What to work on
Give back the records in their entirety, exactly.

Information shown
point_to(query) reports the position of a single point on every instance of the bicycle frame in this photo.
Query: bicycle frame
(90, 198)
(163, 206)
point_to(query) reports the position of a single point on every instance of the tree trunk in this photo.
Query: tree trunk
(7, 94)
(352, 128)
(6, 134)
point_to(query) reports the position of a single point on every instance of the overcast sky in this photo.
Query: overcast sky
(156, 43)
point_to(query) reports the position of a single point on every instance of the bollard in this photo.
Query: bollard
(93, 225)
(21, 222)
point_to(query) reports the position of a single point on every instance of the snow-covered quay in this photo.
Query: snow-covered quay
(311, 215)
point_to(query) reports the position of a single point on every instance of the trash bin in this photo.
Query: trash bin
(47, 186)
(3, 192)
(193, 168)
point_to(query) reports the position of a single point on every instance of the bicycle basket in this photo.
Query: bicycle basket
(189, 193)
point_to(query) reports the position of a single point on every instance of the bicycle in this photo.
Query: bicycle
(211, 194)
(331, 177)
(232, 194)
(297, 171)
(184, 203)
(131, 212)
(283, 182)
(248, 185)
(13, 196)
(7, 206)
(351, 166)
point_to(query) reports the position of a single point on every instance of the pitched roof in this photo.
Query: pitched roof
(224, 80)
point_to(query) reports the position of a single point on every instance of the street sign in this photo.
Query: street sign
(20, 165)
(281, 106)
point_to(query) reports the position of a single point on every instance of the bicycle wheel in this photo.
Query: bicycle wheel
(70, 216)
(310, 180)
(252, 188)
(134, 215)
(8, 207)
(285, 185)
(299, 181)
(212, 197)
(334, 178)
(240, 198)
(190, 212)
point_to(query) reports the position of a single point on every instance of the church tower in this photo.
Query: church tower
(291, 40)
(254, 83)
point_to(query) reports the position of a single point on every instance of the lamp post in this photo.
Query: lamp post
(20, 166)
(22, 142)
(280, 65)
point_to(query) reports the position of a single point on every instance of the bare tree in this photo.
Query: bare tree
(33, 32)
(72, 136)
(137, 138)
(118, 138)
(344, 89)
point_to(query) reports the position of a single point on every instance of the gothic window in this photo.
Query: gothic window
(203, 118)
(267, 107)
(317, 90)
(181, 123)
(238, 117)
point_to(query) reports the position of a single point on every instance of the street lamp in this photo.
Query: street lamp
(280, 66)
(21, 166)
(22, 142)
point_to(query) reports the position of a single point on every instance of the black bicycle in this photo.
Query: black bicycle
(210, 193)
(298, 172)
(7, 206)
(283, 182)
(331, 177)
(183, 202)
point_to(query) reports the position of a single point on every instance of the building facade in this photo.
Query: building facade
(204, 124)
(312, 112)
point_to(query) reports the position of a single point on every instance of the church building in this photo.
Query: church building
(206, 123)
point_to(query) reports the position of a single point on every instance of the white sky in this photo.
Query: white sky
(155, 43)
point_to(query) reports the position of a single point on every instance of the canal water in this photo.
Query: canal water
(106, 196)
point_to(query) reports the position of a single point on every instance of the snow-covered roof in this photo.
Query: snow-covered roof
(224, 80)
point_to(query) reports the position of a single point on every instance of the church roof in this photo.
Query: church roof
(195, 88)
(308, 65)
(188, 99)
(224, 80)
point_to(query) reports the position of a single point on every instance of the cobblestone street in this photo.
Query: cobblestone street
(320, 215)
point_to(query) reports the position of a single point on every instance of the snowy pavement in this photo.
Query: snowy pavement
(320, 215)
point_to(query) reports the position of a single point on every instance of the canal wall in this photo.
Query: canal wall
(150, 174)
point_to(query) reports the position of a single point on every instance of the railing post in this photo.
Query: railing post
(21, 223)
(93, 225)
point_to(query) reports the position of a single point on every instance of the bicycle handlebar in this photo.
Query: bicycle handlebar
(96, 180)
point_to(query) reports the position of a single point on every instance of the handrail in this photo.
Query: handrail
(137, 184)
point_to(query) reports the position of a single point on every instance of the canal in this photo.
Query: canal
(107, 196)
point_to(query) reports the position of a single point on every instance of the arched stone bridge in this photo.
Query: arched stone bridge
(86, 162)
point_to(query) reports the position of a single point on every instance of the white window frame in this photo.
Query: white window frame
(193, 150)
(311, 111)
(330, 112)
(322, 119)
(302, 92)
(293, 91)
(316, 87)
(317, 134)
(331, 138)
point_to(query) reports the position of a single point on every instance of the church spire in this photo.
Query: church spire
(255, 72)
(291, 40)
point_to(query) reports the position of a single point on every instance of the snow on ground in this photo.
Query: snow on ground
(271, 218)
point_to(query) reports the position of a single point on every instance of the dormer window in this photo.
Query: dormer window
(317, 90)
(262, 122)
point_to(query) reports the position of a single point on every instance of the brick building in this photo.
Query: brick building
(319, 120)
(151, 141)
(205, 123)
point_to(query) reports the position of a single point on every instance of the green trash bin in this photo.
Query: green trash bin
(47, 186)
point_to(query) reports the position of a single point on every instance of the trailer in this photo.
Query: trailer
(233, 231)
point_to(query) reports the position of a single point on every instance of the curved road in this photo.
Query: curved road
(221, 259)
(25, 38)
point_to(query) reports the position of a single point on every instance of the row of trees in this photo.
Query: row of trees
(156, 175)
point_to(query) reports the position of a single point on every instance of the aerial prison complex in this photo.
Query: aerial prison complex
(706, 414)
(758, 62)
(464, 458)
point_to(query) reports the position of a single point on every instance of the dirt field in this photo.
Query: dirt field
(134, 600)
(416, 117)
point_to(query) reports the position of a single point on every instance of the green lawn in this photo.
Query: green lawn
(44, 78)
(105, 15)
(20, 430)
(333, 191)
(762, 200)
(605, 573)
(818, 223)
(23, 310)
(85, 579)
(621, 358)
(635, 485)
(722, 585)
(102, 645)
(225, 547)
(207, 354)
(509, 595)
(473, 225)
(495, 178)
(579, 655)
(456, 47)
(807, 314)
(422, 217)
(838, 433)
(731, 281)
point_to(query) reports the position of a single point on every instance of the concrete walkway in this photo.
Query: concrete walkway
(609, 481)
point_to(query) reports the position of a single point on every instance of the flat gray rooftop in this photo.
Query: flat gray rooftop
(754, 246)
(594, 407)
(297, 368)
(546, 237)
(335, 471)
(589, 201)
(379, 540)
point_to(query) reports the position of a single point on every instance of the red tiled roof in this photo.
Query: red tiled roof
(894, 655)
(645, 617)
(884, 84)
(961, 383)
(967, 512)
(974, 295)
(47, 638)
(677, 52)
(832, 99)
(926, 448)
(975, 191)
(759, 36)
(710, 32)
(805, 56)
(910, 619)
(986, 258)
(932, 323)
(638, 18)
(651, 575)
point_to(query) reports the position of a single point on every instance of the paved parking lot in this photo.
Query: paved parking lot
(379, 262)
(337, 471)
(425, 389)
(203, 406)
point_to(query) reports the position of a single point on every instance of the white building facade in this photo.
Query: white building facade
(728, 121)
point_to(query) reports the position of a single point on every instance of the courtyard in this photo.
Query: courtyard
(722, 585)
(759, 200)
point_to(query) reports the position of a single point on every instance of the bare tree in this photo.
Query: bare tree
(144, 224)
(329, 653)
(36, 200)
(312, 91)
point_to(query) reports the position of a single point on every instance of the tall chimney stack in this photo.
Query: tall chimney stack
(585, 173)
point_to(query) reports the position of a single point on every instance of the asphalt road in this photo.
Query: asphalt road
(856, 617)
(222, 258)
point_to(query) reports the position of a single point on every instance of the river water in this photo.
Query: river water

Your response
point_to(query) reports the position of a single point on every instance of the bicycle frame in this photo.
Query: bicycle frame
(90, 198)
(163, 206)
point_to(query) reports the position of a single point on every instance of the tree trunk in this photo.
Query: tree trunk
(7, 94)
(352, 128)
(6, 134)
point_to(query) reports the position of a single point on every instance of the overcast sky in this photo.
Query: overcast sky
(156, 43)
point_to(query) reports the position of a single point on every instance of the bollard in this photo.
Query: bollard
(93, 225)
(21, 222)
point_to(query) reports the position of a single point on every instance of the snow-covered quay in this photo.
Query: snow-covered quay
(311, 215)
point_to(query) reports the position of a single point on every instance of the trash bin in this photo.
Query: trash bin
(47, 186)
(3, 192)
(193, 168)
point_to(query) reports the position of a single point on every instance of the bicycle basket in this photo.
Query: bicycle basket
(189, 193)
point_to(query) reports the position of a single point on every instance of the bicycle in this photo.
Query: bicycle
(211, 194)
(331, 177)
(232, 194)
(297, 171)
(184, 203)
(131, 212)
(283, 182)
(248, 185)
(13, 196)
(7, 206)
(351, 166)
point_to(query) reports the position of a single point on every instance of the pitched roof in this photo.
Query: pitched roof
(224, 80)
point_to(query) reports the position of a single point on every instance of the street sign in this photo.
Query: street sign
(20, 165)
(281, 106)
point_to(query) reports the position of a single point on every instance of the bicycle wheel in this photo.
Query: bicycle wheel
(70, 216)
(310, 180)
(252, 188)
(134, 215)
(8, 207)
(285, 185)
(299, 181)
(212, 197)
(334, 178)
(240, 198)
(190, 212)
point_to(query) reports the position of a single point on every instance of the church tower in this photo.
Query: church tower
(291, 40)
(254, 83)
point_to(query) reports the position of a single point on every instance of the lamp post in this photo.
Query: lamp post
(20, 166)
(22, 142)
(280, 65)
point_to(query) reports the position of a single point on every instance of the bare tree in this photo.
Query: bare tree
(33, 32)
(72, 136)
(137, 138)
(118, 138)
(344, 89)
point_to(query) reports the position of a single point on every instance of the gothic window in this photo.
Query: gothic window
(203, 118)
(267, 107)
(317, 90)
(181, 123)
(238, 117)
point_to(query) reports the position of a single point on every instance of the street lamp in this photo.
Query: street lamp
(280, 66)
(21, 166)
(22, 142)
point_to(query) reports the position of a single point on every instance of the black bicycle in this photo.
Query: black bicycle
(210, 193)
(298, 172)
(7, 206)
(283, 182)
(331, 177)
(183, 202)
point_to(query) reports the position of a single point on every instance of the building facade in this photo.
Query: building facade
(204, 124)
(312, 112)
point_to(query) reports the position of a single point on every instance of the church building in this photo.
Query: church building
(206, 123)
point_to(query) reports the position of a single point on every instance of the white sky in this photo.
Query: white sky
(155, 43)
point_to(query) reports the position of a single point on every instance of the canal water in this photo.
Query: canal water
(106, 196)
point_to(query) reports the position of a single point on every instance of the snow-covered roof in this photo.
Query: snow-covered roof
(224, 80)
point_to(query) reports the position of a single point on every instance of the church roof in this photo.
Query: church roof
(195, 88)
(308, 65)
(188, 99)
(224, 80)
point_to(query) reports the position of a single point on every instance of the cobblestone street in this photo.
Query: cobblestone street
(320, 215)
point_to(query) reports the position of a single point on every instance of the snowy pavement in this photo.
Query: snowy pavement
(320, 215)
point_to(query) reports the position of a single point on every instance of the canal wall in this photo.
Query: canal wall
(150, 174)
point_to(query) reports the position of a single point on every instance of the railing post in this photo.
Query: railing post
(21, 223)
(93, 225)
point_to(query) reports the position of a single point on every instance of the bicycle handlebar in this photo.
Query: bicycle handlebar
(96, 180)
point_to(query) reports the position of a single point on every instance of the handrail in this photo.
Query: handrail
(137, 184)
point_to(query) reports the position of a single point on every instance of the canal in this photo.
Query: canal
(107, 196)
point_to(query) reports the position of a single point on every instance of the arched stone bridge in this photo.
Query: arched stone bridge
(86, 162)
point_to(query) reports the position of a single point on every instance of the white window frame in this photo.
Query: white window frame
(193, 150)
(311, 111)
(330, 112)
(322, 119)
(302, 92)
(293, 91)
(316, 87)
(317, 134)
(331, 138)
point_to(query) reports the position of a single point on every instance of the church spire in this photo.
Query: church spire
(255, 72)
(291, 40)
point_to(query) reports the position of a single point on every instance of the snow on ground in this photo.
Query: snow on ground
(271, 218)
point_to(query) reports the position of a single point on every instance of the dormer window in this photo.
Query: dormer window
(317, 90)
(262, 122)
point_to(query) reports the position of a single point on every instance of the brick building in this photo.
Query: brick building
(319, 120)
(151, 141)
(205, 123)
point_to(query) reports the position of a single point on every instance of the green trash bin in this photo.
Query: green trash bin
(47, 186)
point_to(query) reports the position of a single point on every instance of the trailer in this photo.
Query: trailer
(233, 231)
point_to(query) reports the position of a single point on every instance of the curved road in this photo.
Query: curved road
(221, 259)
(25, 38)
point_to(query) reports the position of a single point on every instance of the row of trees in this photo.
Query: row of trees
(156, 175)
point_to(query) reports the position of a single point on every instance of the aerial prison complex in this photo.
Query: aerial prison complex
(706, 414)
(758, 62)
(464, 458)
point_to(query) reports the position of a single point on every instance of the dirt field in this photo.
Query: dirt field
(134, 600)
(416, 117)
point_to(query) reports the position of a single point on every instance of the green lawn in this photo.
Query: green lawn
(44, 78)
(105, 15)
(20, 430)
(333, 191)
(762, 200)
(605, 573)
(818, 223)
(23, 310)
(85, 579)
(621, 358)
(635, 485)
(722, 585)
(102, 645)
(225, 547)
(207, 354)
(509, 595)
(473, 225)
(495, 178)
(579, 655)
(456, 47)
(807, 314)
(422, 217)
(838, 433)
(731, 281)
point_to(query) reports the position of a single point on every instance of the concrete walkway in this photo.
Query: concrete walkway
(609, 481)
point_to(query) reports the position of a single point on every instance of the flat gray rooftop in this photo.
Query: flat gray rooftop
(754, 246)
(594, 407)
(297, 368)
(546, 237)
(335, 471)
(589, 201)
(379, 540)
point_to(query) reports the position of a single point on every instance of the red tiled roof in this photo.
Query: red tiled roof
(894, 655)
(645, 617)
(884, 84)
(961, 383)
(967, 512)
(974, 295)
(47, 638)
(677, 52)
(832, 99)
(926, 448)
(975, 191)
(759, 36)
(710, 32)
(805, 56)
(910, 619)
(986, 258)
(932, 323)
(638, 18)
(651, 575)
point_to(query) reports the position of a single point on every instance of the paved parking lot in this photo.
Query: paved parking lot
(379, 262)
(337, 471)
(425, 389)
(203, 406)
point_to(query) reports the position of a single point on every instance of the white building facade in this photo.
Query: white building facade
(728, 121)
point_to(query) reports the position of a single point on every instance of the courtyard in this photo.
Query: courtyard
(722, 585)
(759, 200)
point_to(query) reports the position of a single point on every instance of the bare tree in this photo.
Query: bare tree
(144, 224)
(329, 653)
(36, 200)
(312, 91)
point_to(query) reports the position of a single point on every instance of the tall chimney stack in this photo.
Query: tall chimney stack
(585, 173)
point_to(query) reports the position of a single point on every instance of the asphalt road in this photo.
Query: asphalt road
(856, 617)
(222, 258)
point_to(query) reports the position of a single point on every instance of the river water in this photo.
Query: river water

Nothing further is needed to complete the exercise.